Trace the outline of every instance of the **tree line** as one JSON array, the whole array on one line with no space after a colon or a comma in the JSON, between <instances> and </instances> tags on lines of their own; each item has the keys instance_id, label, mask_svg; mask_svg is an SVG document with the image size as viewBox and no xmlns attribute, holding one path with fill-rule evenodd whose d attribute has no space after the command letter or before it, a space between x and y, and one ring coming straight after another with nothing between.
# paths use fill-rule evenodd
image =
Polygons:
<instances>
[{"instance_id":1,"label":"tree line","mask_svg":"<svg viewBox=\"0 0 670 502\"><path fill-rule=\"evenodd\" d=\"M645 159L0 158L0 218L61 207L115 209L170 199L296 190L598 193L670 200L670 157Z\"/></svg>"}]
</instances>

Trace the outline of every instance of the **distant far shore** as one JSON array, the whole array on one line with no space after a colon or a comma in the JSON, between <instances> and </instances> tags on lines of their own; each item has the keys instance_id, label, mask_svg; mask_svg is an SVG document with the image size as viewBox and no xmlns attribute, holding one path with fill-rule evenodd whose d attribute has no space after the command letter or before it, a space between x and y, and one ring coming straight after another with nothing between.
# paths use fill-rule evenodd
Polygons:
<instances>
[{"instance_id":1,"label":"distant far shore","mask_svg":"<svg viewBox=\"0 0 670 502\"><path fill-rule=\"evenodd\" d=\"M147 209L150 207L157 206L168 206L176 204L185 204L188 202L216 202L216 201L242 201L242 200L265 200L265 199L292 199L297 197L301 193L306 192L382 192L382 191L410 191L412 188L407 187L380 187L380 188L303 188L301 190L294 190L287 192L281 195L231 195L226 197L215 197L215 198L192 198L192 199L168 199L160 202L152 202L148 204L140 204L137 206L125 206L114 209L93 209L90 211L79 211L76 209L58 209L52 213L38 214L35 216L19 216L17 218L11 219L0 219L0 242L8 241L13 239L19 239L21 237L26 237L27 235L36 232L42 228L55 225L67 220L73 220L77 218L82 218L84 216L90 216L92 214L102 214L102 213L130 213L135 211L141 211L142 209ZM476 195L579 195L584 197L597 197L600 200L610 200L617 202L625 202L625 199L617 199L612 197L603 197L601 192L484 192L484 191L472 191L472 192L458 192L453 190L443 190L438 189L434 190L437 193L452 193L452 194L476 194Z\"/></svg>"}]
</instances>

━━━━━━━━━━━━━━━━━━━━━━━━━━━━━━

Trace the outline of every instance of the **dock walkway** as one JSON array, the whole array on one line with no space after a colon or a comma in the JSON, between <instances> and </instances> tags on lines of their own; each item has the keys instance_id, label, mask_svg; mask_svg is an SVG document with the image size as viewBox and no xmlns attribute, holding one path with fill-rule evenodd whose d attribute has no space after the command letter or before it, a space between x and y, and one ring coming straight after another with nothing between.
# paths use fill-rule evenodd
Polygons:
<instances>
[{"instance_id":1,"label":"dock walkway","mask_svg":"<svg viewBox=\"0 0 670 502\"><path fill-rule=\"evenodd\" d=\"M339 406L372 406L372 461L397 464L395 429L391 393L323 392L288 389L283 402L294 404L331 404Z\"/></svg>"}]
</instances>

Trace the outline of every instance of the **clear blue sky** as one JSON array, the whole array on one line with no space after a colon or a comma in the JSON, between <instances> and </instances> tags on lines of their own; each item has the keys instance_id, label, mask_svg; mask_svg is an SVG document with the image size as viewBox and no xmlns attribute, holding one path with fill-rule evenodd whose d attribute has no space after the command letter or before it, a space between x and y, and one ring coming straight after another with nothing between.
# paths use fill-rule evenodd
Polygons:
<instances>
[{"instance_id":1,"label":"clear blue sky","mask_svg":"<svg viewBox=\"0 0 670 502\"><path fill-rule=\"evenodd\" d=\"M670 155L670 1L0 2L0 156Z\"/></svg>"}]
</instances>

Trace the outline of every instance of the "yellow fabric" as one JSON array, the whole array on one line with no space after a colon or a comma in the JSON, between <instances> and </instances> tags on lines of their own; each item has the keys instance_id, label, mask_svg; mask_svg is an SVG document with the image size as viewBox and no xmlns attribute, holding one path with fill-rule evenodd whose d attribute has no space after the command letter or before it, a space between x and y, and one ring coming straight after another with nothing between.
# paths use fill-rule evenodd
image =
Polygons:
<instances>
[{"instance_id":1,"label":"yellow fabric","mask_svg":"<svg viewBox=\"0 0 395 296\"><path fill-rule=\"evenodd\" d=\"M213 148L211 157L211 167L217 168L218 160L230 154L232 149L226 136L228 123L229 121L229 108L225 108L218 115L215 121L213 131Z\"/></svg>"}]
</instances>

━━━━━━━━━━━━━━━━━━━━━━━━━━━━━━

Exercise directions = Which lines of the data above contain the string "blue"? Pick out each one and copy it, treating uppercase and lowercase as different.

Output for this task =
Trace the outline of every instance of the **clear blue sky** as one JSON array, the whole array on one line with no space after a colon or a comma in the JSON, between <instances> and </instances> tags on lines of their own; each item has the keys instance_id, label, mask_svg; mask_svg is an SVG document with the image size as viewBox and no xmlns attribute, holding one path with fill-rule evenodd whose d attribute has no space after the command letter or before it, a space between x and y, and one ring coming straight after another with nothing between.
[{"instance_id":1,"label":"clear blue sky","mask_svg":"<svg viewBox=\"0 0 670 502\"><path fill-rule=\"evenodd\" d=\"M670 155L670 1L0 2L0 156Z\"/></svg>"}]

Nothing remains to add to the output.